According to the excerpt below on stale reads, why does the partition scenario apply to reads but not to writes?
-- Start of Source excerpt --
The main consistency concern for a read is to avoid a stale read: that is, reading from a node which is no longer a cluster leader.
Most of the time, a node that is not the cluster's leader will be aware of this, refuse the read, and redirect the client to the true leader. This is, however, not always the case. Consider the following scenario in a 5-node cluster:
- Node A is the current leader.
- A network partition occurs, and node A is no longer able to communicate with
the other nodes (i.e., nodes B, C, D, and E). - The other nodes detect that node A is no longer available, and they elect a new leader: node B.
- Clients in the same network partition as node B immediately begin sending their writes to node B.
- Node A is not yet aware that it is partitioned and thus no longer a leader; therefore, node A is willing to handle reads from clients on its side of the network partition. These are stale reads.
There are two things to note about this scenario:
- One could claim that node A relies on the same time-based thresholds as the rest of the cluster and that it should therefore initiate re-election (and fail) at the same time. While practically this may be true in many cases, it makes dangerous assumptions about the behavior of clocks and system time.
- The reason this applies to reads but not to writes is that writes require an explicit consensus.
-- End of Source excerpt --
-- Start of Entries supplied --
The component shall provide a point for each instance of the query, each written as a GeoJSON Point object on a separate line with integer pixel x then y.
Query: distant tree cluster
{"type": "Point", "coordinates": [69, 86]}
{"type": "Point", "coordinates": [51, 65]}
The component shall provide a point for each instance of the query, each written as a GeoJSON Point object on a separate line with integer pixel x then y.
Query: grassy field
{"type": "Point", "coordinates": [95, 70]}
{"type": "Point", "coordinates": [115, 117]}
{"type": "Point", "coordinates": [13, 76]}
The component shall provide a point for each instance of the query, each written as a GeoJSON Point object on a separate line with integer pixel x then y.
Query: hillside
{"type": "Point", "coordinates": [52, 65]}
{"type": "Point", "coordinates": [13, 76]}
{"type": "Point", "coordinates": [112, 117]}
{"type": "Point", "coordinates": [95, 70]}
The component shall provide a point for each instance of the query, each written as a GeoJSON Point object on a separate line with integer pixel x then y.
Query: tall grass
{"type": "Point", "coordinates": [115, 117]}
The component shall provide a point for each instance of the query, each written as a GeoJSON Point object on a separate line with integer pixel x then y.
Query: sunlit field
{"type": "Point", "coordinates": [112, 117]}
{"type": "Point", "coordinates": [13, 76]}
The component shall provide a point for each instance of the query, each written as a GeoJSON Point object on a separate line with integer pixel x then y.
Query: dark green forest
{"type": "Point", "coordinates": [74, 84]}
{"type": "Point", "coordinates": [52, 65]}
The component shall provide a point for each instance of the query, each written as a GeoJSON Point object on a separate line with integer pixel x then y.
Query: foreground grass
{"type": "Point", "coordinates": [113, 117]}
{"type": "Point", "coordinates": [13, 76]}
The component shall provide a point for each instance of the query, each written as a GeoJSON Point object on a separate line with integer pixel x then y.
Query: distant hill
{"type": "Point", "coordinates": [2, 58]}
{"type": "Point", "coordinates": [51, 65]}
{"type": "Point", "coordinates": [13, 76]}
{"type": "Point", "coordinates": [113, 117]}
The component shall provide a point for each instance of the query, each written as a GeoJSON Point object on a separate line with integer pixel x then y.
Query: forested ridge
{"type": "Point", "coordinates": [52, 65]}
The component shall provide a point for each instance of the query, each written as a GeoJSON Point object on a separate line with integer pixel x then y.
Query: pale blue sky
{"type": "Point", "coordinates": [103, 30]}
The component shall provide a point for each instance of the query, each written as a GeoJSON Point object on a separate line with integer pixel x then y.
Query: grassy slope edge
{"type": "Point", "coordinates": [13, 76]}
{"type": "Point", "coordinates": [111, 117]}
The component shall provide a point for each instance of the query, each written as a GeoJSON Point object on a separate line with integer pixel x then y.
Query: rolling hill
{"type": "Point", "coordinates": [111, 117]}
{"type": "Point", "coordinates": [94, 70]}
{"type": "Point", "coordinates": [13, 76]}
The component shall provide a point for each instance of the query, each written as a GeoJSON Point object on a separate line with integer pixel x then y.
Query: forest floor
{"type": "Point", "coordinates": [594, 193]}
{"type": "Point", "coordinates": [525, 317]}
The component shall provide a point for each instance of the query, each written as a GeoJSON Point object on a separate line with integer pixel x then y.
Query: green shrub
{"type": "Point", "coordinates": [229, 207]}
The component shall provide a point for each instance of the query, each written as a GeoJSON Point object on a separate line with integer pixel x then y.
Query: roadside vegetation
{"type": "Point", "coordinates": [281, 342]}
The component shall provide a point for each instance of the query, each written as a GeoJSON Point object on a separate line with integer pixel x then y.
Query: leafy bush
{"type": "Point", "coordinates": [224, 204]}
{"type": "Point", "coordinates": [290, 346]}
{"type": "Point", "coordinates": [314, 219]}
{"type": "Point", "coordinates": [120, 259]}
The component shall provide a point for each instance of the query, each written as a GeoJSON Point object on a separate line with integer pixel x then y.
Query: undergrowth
-- End of Entries supplied --
## Solution to this problem:
Writes require an explicit consensus.